Alva Le Febvre

Biography
Alva Le Febvre (b. 1999, SE/FR) explores feminine stereotypes through photography, objects, and installation. Rooted in still life photography, her practice focuses on how everyday objects carry emotional, aesthetic, and gendered meanings. Her work explores feminine attributes, childhood perception, collecting, and transitional objects, and how the emotional value of these items shifts over time. Drawing inspiration from 1930s female surrealists, Le Febvre stages arrangements to investigate the tension between vulnerability and the latent violence embedded in ordinary things.
 
Working in the analogue darkroom, Le Febvre hand-prints her photographs using both black-and-white and color processes, incorporating photograms and physical materials onto light-sensitive surfaces to allow chance to shape the outcome. Her approach to image-making is inherently sculptural, resulting in singular prints that stand in tactile opposition to the digital stream.
 
Le Febvre's recent work centers on the looking object - eyes found in toys, cartoons, and advertising. Often oversized and "hyper-cute," these features are designed to project affection, softness, and innocence. In Our Aesthetic Categories: Zany, Cute, and Interesting, Sianne Ngai writes: "Yet as Arendt herself concedes, the cute/irrelevant object's charm is powerful enough to be infectious to a point at which, in an act of automatic mimesis [it triggers a response]." In the darkroom, Le Febvre enlarges these looking objects into large-scale prints; in this process, a shift occurs: the closer one looks, the more the image dissolves into abstraction, shapes, and fragments of form.
 
Alva Le Febvre holds a BA in Photography from HDK-Valand in Gothenburg and is currently pursuing an MFA at Malmö Art Academy, Sweden (exp. 2027). Her work has been exhibited at Isaak Fangel (Copenhagen), NSFW (Gothenburg), and Richter Holtermann (Stockholm). She lives and works between Malmö and Copenhagen.

(Referring expression data)
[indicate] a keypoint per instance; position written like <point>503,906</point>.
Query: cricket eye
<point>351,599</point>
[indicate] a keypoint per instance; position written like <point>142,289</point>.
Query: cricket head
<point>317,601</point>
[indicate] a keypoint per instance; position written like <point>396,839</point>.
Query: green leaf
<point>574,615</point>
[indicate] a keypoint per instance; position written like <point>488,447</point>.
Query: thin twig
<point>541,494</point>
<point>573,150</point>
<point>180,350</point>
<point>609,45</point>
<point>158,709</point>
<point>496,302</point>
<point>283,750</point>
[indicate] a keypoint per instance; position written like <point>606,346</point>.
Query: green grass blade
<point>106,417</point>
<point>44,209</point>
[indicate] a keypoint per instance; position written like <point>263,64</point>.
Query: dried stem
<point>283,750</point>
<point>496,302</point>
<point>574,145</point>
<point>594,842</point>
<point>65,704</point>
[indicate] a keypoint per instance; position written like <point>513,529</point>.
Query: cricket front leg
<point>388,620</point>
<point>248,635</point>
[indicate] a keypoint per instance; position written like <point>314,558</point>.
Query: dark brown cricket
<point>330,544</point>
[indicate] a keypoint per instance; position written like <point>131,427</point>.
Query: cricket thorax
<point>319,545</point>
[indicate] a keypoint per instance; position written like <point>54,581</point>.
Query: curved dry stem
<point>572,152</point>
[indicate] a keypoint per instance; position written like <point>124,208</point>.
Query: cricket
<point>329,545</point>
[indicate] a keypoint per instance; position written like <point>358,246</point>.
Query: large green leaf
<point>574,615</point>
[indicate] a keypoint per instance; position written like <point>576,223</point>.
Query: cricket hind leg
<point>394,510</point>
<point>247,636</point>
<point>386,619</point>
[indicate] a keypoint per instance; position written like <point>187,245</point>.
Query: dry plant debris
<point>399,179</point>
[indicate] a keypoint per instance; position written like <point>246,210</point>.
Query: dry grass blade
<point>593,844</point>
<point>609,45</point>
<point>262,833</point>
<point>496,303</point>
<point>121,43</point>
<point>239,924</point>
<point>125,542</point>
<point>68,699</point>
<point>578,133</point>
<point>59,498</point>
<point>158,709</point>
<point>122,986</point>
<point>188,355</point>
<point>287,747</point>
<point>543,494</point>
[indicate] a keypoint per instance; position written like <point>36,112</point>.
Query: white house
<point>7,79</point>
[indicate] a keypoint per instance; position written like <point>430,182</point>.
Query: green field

---

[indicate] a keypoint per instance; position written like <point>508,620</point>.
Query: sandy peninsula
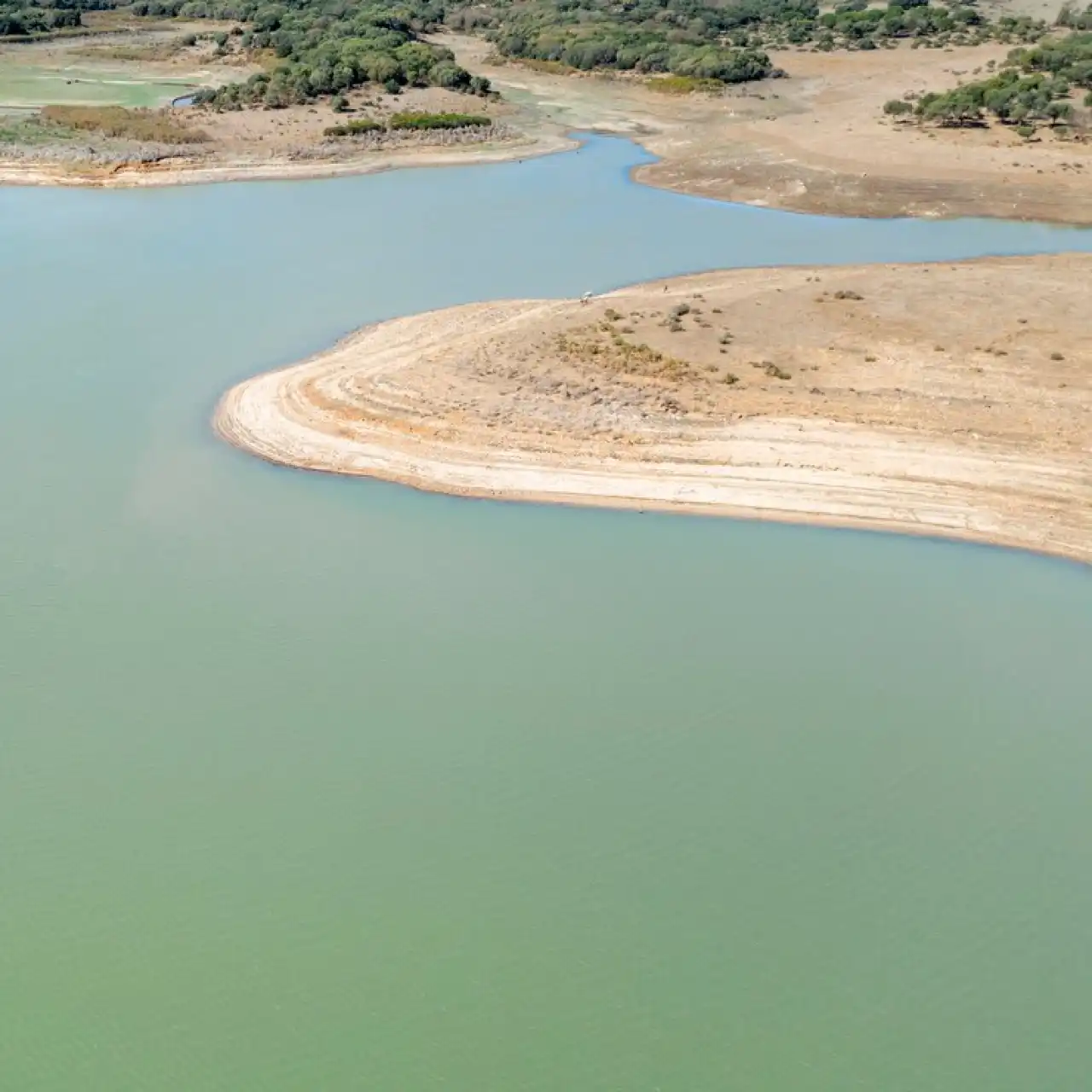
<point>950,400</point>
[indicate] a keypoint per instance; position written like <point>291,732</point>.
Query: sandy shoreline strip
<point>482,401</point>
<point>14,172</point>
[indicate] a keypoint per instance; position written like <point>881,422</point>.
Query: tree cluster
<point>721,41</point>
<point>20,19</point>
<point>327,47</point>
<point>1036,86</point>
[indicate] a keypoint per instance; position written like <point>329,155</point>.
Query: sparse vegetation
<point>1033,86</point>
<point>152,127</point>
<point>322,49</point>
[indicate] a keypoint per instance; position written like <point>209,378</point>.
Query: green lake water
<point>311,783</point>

**WORK INSTRUCTION 1**.
List every venue where the biography says Le Febvre's work has been shown, with the city given for each.
**WORK INSTRUCTION 2**.
According to the biography, why does Le Febvre incorporate photograms and physical materials onto light-sensitive surfaces in the darkroom?

**WRITTEN REPLY 1**.
Isaak Fangel (Copenhagen), NSFW (Gothenburg), Richter Holtermann (Stockholm)

**WRITTEN REPLY 2**.
She does it to allow chance to shape the outcome of her hand-printed photographs.